### ASSIGNMENT
Your job is to return every line in the data holding the string "mountain".

(Spatial localization data)
_ _ _

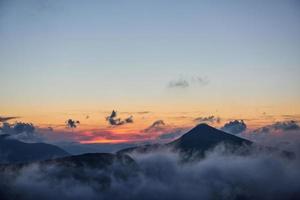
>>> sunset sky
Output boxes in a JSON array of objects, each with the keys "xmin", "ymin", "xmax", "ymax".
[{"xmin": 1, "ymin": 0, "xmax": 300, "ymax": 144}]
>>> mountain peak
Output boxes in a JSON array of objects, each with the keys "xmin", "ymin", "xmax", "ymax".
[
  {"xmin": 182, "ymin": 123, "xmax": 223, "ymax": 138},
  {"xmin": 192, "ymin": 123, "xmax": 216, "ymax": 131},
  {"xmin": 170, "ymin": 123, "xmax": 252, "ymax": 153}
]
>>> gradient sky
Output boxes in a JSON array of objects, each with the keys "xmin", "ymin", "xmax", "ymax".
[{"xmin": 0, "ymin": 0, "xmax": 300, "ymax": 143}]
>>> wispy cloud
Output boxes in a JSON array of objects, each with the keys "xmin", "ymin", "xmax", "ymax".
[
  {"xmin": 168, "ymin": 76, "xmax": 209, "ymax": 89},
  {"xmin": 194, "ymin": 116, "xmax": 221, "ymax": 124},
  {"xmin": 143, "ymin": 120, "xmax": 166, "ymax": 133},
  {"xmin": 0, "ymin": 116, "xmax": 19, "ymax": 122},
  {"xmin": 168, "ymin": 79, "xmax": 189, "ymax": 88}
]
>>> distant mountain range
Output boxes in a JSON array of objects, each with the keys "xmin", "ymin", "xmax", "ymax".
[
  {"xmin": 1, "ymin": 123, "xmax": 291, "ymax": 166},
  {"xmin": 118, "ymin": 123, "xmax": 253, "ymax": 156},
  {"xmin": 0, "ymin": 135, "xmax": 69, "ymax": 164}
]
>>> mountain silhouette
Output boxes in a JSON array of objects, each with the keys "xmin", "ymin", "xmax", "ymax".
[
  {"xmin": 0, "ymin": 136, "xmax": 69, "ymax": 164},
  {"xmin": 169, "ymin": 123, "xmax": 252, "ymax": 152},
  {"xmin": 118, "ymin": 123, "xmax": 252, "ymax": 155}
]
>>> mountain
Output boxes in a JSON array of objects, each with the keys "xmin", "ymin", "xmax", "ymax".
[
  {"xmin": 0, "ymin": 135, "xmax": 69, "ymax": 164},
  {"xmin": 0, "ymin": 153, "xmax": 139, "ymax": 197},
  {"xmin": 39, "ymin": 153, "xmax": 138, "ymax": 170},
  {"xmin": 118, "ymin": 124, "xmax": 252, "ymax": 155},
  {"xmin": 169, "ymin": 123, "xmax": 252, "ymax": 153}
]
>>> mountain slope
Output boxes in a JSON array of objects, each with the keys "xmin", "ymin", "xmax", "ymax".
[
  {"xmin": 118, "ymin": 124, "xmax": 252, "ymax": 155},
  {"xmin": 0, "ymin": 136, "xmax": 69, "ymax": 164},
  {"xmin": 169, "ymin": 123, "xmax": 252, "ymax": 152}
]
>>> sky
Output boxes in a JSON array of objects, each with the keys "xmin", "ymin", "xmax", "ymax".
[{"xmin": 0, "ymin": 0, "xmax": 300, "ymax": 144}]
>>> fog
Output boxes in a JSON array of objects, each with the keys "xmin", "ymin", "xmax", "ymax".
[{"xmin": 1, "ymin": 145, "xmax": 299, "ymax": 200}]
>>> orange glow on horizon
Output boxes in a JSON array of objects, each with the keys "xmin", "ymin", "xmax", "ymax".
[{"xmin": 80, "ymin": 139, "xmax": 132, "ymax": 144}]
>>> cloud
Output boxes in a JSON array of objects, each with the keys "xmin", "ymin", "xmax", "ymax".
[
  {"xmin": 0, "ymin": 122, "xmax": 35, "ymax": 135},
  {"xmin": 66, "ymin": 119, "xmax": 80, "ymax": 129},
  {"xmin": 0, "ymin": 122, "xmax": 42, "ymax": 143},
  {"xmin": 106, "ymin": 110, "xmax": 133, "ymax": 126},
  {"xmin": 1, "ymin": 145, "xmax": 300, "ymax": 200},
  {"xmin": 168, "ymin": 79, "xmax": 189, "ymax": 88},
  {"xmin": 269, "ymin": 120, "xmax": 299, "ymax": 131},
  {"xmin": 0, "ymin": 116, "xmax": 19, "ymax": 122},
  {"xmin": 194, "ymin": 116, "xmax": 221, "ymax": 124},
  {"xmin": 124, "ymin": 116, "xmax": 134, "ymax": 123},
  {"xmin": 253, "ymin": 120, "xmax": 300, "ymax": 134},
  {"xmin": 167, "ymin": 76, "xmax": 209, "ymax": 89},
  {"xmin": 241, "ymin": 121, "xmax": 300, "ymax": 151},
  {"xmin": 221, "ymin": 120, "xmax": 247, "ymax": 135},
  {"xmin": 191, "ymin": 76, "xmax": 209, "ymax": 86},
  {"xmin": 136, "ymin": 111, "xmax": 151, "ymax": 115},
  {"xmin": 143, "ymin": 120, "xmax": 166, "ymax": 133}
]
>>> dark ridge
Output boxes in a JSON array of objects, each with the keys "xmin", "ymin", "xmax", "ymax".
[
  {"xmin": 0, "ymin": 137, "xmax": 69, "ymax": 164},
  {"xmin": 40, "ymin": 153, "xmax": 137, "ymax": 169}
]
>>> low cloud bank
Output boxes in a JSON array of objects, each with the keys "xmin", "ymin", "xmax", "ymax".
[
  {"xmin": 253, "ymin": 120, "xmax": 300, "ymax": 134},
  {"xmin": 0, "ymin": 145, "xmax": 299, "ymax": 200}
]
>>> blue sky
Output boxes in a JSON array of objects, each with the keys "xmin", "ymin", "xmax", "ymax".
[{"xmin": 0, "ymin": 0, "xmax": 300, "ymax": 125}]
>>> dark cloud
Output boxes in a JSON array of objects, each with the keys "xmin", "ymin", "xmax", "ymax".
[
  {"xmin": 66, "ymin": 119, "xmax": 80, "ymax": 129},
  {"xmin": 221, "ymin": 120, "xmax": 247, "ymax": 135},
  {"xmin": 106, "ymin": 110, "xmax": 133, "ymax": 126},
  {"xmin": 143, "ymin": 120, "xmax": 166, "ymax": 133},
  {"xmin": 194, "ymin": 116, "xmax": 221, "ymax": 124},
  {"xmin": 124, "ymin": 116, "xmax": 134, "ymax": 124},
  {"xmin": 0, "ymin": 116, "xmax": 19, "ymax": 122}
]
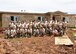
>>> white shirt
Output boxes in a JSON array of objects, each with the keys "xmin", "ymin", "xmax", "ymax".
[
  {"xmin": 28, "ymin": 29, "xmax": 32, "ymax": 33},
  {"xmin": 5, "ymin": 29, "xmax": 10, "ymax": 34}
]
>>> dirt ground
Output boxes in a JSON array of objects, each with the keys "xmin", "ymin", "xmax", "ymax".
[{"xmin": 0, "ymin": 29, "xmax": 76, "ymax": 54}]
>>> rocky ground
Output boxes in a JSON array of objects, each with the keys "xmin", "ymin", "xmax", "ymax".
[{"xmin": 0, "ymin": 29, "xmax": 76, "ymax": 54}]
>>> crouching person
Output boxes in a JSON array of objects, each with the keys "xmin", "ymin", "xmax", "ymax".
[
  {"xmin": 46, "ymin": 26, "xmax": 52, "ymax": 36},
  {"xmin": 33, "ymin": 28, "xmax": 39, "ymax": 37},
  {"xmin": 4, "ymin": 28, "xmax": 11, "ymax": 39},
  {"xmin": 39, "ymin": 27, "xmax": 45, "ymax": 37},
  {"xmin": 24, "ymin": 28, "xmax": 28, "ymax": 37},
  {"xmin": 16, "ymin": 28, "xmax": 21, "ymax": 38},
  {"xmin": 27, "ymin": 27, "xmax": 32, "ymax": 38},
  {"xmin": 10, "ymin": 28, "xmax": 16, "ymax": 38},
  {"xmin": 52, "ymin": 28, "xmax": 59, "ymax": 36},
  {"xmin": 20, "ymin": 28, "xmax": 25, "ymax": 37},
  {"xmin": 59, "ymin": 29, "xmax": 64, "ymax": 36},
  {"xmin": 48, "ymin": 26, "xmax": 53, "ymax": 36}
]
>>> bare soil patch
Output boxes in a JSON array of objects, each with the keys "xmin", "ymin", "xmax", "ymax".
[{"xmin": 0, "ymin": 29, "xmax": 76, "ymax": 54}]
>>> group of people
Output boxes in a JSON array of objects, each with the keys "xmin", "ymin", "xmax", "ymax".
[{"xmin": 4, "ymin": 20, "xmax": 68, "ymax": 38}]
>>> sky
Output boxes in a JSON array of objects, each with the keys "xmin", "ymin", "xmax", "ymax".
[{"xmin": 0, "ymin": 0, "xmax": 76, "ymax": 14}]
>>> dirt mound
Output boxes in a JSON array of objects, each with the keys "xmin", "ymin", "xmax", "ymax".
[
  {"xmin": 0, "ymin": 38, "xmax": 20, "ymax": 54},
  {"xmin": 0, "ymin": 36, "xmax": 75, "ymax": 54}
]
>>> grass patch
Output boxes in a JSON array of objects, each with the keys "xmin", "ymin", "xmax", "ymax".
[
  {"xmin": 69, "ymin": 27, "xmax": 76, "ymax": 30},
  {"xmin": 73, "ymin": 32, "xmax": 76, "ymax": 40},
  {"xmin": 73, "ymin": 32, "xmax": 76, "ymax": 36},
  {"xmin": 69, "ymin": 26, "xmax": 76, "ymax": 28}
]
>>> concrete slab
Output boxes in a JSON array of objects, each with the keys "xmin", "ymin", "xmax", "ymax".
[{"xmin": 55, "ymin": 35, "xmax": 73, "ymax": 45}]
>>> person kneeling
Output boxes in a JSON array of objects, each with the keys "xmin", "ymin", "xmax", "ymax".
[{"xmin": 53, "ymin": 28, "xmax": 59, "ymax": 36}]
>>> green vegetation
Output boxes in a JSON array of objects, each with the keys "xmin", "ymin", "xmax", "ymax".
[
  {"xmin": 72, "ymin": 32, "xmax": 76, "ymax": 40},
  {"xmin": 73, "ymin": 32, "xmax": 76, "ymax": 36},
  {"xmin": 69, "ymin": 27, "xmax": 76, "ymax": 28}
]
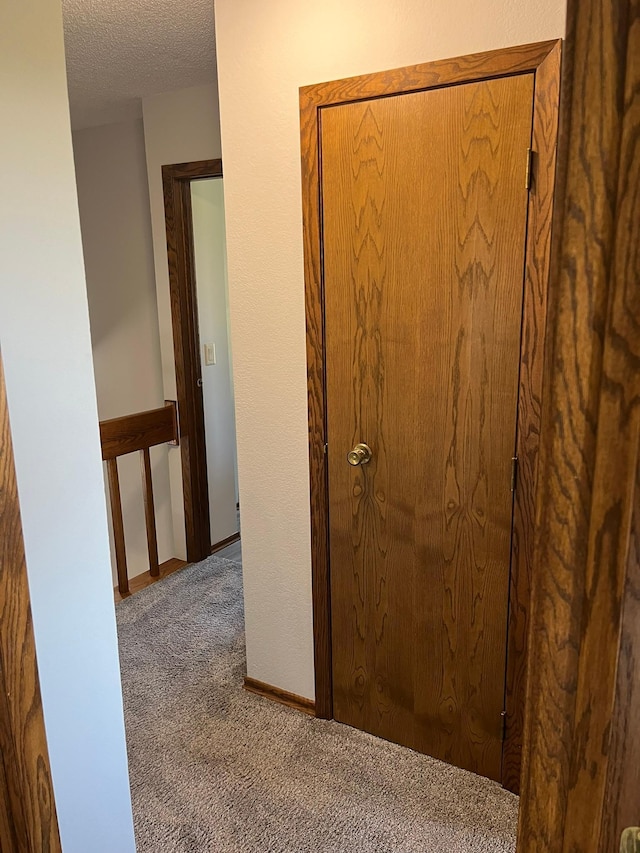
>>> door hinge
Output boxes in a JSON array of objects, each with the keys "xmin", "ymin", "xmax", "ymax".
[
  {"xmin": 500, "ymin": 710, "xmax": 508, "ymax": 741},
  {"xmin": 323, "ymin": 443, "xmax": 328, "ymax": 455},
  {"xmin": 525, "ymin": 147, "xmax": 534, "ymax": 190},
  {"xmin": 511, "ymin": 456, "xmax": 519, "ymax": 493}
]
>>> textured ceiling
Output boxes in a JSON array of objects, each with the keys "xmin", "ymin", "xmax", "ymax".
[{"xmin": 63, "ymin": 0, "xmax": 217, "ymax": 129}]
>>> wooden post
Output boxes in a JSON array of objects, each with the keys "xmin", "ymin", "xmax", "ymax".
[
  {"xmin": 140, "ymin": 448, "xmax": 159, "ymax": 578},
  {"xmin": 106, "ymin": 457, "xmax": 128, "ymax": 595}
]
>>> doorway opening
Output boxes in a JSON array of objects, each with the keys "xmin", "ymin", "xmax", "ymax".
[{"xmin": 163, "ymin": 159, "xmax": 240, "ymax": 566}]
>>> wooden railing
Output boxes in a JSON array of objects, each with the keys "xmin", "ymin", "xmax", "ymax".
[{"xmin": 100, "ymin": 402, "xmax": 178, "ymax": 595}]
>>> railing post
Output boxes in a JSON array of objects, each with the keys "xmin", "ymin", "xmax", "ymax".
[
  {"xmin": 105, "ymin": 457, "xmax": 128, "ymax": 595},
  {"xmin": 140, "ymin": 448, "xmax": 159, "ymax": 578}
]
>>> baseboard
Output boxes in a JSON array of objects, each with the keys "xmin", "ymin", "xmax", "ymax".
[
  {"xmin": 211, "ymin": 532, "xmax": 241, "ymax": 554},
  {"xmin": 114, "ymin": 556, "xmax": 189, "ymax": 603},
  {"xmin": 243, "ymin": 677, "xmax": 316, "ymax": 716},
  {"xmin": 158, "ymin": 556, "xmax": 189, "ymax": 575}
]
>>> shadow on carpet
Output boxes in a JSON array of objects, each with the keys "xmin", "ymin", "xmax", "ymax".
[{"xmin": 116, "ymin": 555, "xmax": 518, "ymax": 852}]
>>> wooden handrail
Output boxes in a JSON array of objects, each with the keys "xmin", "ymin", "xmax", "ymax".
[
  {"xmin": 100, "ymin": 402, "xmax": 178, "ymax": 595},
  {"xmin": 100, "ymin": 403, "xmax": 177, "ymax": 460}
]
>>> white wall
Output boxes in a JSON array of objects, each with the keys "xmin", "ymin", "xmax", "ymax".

_ _ _

### ANSWER TO THIS TASK
>>> mountain peak
>>> distant mountain range
>>> mountain silhouette
>>> mountain
>>> mountain slope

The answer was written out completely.